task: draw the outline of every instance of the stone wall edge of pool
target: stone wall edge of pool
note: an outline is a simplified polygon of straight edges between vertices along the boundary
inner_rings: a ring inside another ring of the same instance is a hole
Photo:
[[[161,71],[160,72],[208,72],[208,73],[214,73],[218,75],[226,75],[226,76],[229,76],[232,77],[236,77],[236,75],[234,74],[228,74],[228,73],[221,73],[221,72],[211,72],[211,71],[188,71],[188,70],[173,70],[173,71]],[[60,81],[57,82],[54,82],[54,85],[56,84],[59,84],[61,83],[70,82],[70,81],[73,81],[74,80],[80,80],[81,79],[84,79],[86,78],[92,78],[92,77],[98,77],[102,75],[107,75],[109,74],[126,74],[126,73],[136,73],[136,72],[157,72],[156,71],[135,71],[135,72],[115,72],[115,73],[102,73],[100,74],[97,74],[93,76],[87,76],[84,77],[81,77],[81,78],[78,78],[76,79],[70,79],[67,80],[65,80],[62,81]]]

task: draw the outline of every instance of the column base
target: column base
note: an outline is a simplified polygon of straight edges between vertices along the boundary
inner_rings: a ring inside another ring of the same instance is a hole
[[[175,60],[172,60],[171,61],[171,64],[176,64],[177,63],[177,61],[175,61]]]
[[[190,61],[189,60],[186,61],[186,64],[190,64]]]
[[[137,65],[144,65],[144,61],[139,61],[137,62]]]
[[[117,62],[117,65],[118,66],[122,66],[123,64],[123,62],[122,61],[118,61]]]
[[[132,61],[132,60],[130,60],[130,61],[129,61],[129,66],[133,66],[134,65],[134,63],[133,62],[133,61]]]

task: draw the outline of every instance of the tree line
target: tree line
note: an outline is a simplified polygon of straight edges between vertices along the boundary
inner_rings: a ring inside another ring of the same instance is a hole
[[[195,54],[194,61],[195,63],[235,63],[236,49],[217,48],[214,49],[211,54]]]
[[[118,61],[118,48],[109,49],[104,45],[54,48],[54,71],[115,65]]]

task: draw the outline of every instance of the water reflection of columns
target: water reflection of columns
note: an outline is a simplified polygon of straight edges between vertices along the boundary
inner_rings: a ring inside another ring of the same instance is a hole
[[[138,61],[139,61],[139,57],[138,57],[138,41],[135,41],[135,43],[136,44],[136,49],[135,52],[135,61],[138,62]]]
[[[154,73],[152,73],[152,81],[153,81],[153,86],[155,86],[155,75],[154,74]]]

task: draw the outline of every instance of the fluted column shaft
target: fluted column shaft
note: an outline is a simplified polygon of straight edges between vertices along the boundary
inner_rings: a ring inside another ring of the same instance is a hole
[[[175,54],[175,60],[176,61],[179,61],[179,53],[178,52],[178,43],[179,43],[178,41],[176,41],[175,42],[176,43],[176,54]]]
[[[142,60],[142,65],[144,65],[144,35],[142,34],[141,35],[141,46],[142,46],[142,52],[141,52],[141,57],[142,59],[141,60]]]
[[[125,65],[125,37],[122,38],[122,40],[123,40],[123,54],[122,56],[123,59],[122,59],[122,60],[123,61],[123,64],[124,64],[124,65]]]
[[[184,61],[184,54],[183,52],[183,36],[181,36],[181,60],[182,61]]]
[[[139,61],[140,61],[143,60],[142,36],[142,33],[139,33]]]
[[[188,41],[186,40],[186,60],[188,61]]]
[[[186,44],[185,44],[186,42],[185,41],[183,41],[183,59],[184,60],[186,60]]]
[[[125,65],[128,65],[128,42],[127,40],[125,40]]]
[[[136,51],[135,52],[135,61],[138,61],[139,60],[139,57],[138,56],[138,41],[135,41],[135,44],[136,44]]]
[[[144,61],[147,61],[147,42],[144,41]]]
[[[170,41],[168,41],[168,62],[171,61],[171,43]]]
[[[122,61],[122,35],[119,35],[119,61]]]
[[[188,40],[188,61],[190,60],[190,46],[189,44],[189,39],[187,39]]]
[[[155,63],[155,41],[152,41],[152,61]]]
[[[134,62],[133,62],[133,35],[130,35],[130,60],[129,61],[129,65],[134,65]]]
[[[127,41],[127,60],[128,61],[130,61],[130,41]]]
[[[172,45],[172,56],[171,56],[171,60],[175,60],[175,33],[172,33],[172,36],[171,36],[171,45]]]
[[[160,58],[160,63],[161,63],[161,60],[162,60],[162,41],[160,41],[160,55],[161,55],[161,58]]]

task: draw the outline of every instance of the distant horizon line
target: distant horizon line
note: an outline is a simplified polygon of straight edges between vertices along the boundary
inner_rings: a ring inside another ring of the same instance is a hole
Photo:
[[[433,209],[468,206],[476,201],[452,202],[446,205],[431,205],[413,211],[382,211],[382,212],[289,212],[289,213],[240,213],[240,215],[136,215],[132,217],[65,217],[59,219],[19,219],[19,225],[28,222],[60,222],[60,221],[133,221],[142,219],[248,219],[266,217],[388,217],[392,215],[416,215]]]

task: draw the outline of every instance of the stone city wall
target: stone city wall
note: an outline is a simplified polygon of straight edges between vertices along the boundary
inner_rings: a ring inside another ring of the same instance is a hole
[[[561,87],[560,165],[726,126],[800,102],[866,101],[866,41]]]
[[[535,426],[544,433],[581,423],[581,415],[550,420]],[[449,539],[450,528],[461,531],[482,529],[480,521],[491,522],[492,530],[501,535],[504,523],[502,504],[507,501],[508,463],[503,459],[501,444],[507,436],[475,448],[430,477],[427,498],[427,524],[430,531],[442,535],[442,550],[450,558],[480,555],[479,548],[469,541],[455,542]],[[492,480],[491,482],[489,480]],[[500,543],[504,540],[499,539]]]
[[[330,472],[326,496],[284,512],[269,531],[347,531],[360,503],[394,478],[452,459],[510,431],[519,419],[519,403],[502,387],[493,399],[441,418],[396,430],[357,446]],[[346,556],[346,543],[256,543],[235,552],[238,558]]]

################

Extract every line above exactly as it stands.

task: draw the outline of every instance of the stone wall edge of pool
target: stone wall edge of pool
note: an outline is a simplified polygon of straight edges between vertices along the boundary
inner_rings: a ring inside another ring of the same instance is a hole
Photo:
[[[161,71],[160,72],[208,72],[208,73],[214,73],[218,75],[226,75],[226,76],[229,76],[232,77],[236,77],[236,75],[234,74],[228,74],[228,73],[221,73],[221,72],[211,72],[211,71],[188,71],[188,70],[173,70],[173,71]],[[60,81],[57,82],[54,82],[54,85],[56,84],[59,84],[61,83],[70,82],[70,81],[73,81],[74,80],[80,80],[81,79],[84,79],[86,78],[92,78],[92,77],[98,77],[102,75],[107,75],[109,74],[126,74],[126,73],[136,73],[136,72],[157,72],[156,71],[135,71],[135,72],[115,72],[115,73],[102,73],[100,74],[97,74],[93,76],[87,76],[84,77],[81,77],[81,78],[78,78],[76,79],[70,79],[67,80],[65,80],[62,81]]]

task: draw the outline of every instance of the column base
target: column base
note: an outline is a simplified polygon of straight edges between vertices along the boundary
inner_rings: a ring inside another ring of the same instance is a hole
[[[175,60],[172,60],[171,61],[171,64],[176,64],[177,63],[177,61],[175,61]]]
[[[190,61],[189,60],[186,61],[186,64],[190,64]]]
[[[137,65],[144,65],[144,61],[139,61],[137,62]]]
[[[117,62],[117,65],[118,66],[122,66],[123,64],[123,62],[122,61],[118,61]]]
[[[132,61],[132,60],[130,60],[130,61],[129,61],[129,66],[133,66],[134,65],[134,63],[133,62],[133,61]]]

task: draw the outline of every instance of the tree line
target: tree line
note: an outline is a simplified polygon of straight edges between vertices along the boundary
inner_rings: a ring inside another ring of the same instance is a hole
[[[195,54],[194,61],[195,63],[235,63],[236,49],[217,48],[214,49],[211,54]]]
[[[118,61],[118,48],[109,49],[104,45],[54,48],[54,71],[115,65]]]

task: draw the outline of every instance of the water reflection of columns
target: water reflection of columns
note: an outline is a simplified polygon of straight edges between vertices along the boundary
inner_rings: a ring inside another ring of the same instance is a hole
[[[138,61],[139,61],[139,57],[138,57],[138,41],[135,41],[135,43],[136,44],[136,49],[135,52],[135,61],[138,62]]]
[[[154,73],[152,73],[152,81],[153,81],[153,86],[155,86],[155,75],[154,74]]]

task: draw the outline of every instance of the fluted column shaft
target: fluted column shaft
note: an outline is a simplified polygon of straight edges between vertices along the boundary
inner_rings: a ring inside another ring of the same instance is a hole
[[[175,54],[175,60],[176,61],[179,61],[179,53],[178,52],[178,43],[179,43],[178,41],[176,41],[175,42],[176,43],[176,54]]]
[[[142,60],[142,65],[144,65],[144,35],[142,34],[141,35],[141,46],[142,46],[142,52],[141,52],[141,57],[142,59],[141,60]]]
[[[125,65],[125,37],[122,38],[122,40],[123,40],[123,54],[122,56],[123,59],[122,59],[122,60],[123,61],[123,64],[124,64],[124,65]]]
[[[184,61],[184,54],[183,52],[183,36],[181,36],[181,60],[182,61]]]
[[[139,61],[140,61],[143,60],[142,36],[142,33],[139,33]]]
[[[188,41],[186,40],[186,60],[188,61]]]
[[[186,44],[185,44],[186,42],[185,41],[183,41],[183,59],[184,60],[186,60]]]
[[[125,65],[128,65],[128,42],[127,40],[125,40]]]
[[[136,51],[135,52],[135,61],[138,61],[139,60],[139,57],[138,56],[138,41],[135,41],[135,44],[136,44]]]
[[[144,61],[147,61],[147,42],[144,41]]]
[[[170,41],[168,41],[168,62],[171,61],[171,43]]]
[[[122,61],[122,35],[119,35],[119,61]]]
[[[188,40],[188,61],[190,60],[190,46],[189,44],[189,39],[187,39]]]
[[[155,63],[155,41],[152,41],[152,61]]]
[[[134,62],[133,62],[133,35],[130,35],[130,60],[129,61],[129,65],[134,65]]]
[[[127,41],[127,60],[128,61],[130,61],[130,41]]]
[[[172,45],[172,56],[171,56],[171,60],[175,60],[175,33],[172,33],[172,36],[171,36],[171,45]]]
[[[160,58],[160,63],[161,63],[161,60],[162,60],[162,41],[160,41],[160,55],[161,55],[161,58]]]

task: draw the outline of every instance of the distant horizon line
target: distant horizon line
note: an outline is a simplified polygon of straight edges between vertices along the boundary
inner_rings: a ring inside another ring of the same instance is a hole
Photo:
[[[433,209],[468,206],[476,201],[452,202],[446,205],[431,205],[413,211],[382,211],[382,212],[289,212],[289,213],[240,213],[240,215],[136,215],[132,217],[65,217],[59,219],[19,219],[19,225],[28,222],[60,222],[60,221],[133,221],[142,219],[248,219],[266,217],[388,217],[392,215],[416,215]]]

task: draw the outline of every instance of the stone city wall
target: stone city wall
note: an outline is a simplified polygon of straight edges between vertices along the boundary
inner_rings: a ring inside another ring of the same instance is a hole
[[[561,87],[560,165],[726,126],[800,102],[866,101],[866,41]]]
[[[535,426],[544,433],[581,423],[581,415],[550,420]],[[449,539],[450,528],[461,531],[482,529],[480,521],[491,522],[492,530],[501,535],[504,523],[502,504],[507,501],[508,463],[503,459],[501,444],[507,436],[475,448],[430,477],[427,498],[427,524],[430,531],[442,535],[442,550],[450,558],[480,555],[479,548],[469,541],[455,542]],[[492,480],[491,482],[489,480]],[[500,543],[504,540],[499,539]]]
[[[330,472],[326,496],[284,512],[269,531],[347,531],[360,503],[394,478],[452,459],[510,431],[519,419],[519,403],[502,387],[493,399],[441,418],[396,430],[357,446]],[[346,556],[346,543],[256,543],[235,552],[238,558]]]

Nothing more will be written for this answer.